Extract →
Research from eXp UK, the network of personal estate agents, has revealed just how fragmented the UK property market is, with buyers able to purchase more than two homes for the average UK house price across 5% of local authorities, while in the most expensive areas of the market, the same budget won’t even bag them half a home.
After a period of unprecedented boom during the pandemic, the UK’s housing market is starting to settle and house prices are inevitably starting to fall. Many home buyers and sellers are left wondering how best to proceed in this uncertain time – is now a good time to get involved in the housing market or not?
When answering such a question, it’s important to remember that the UK housing market is fragmented. When news stories announce house price drops, they’re talking about the nationwide average when, in truth, prices and their trajectory differ greatly from one region to next, and even one postcode district to the next.
Over the last 12 months, the UK’s national average house price has increased by 9.8%, but within this national picture, there are some wildly different stories playing out.

(Annotated photo localization data)
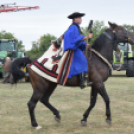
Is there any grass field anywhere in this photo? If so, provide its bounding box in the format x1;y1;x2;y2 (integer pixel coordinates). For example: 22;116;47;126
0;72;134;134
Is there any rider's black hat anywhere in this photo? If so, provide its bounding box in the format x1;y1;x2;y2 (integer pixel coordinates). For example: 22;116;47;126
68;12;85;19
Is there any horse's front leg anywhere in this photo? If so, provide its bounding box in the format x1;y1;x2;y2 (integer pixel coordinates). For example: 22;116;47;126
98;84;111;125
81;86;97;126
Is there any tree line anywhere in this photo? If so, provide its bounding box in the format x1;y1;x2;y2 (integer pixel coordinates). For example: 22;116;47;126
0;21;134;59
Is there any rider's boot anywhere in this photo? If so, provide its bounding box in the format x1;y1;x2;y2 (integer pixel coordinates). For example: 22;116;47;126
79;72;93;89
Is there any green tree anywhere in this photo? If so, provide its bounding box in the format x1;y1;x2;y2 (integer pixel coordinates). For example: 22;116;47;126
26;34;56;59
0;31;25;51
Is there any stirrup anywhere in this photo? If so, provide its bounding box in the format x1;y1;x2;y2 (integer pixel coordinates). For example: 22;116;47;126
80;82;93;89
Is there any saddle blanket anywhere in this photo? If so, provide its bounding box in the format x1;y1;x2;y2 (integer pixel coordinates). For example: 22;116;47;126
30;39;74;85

Action item → Reproduce the full text on the UK housing market word for word.

Answer to this exercise →
Research from eXp UK, the network of personal estate agents, has revealed just how fragmented the UK property market is, with buyers able to purchase more than two homes for the average UK house price across 5% of local authorities, while in the most expensive areas of the market, the same budget won’t even bag them half a home.
After a period of unprecedented boom during the pandemic, the UK’s housing market is starting to settle and house prices are inevitably starting to fall. Many home buyers and sellers are left wondering how best to proceed in this uncertain time – is now a good time to get involved in the housing market or not?
When answering such a question, it’s important to remember that the UK housing market is fragmented. When news stories announce house price drops, they’re talking about the nationwide average when, in truth, prices and their trajectory differ greatly from one region to next, and even one postcode district to the next.
Over the last 12 months, the UK’s national average house price has increased by 9.8%, but within this national picture, there are some wildly different stories playing out.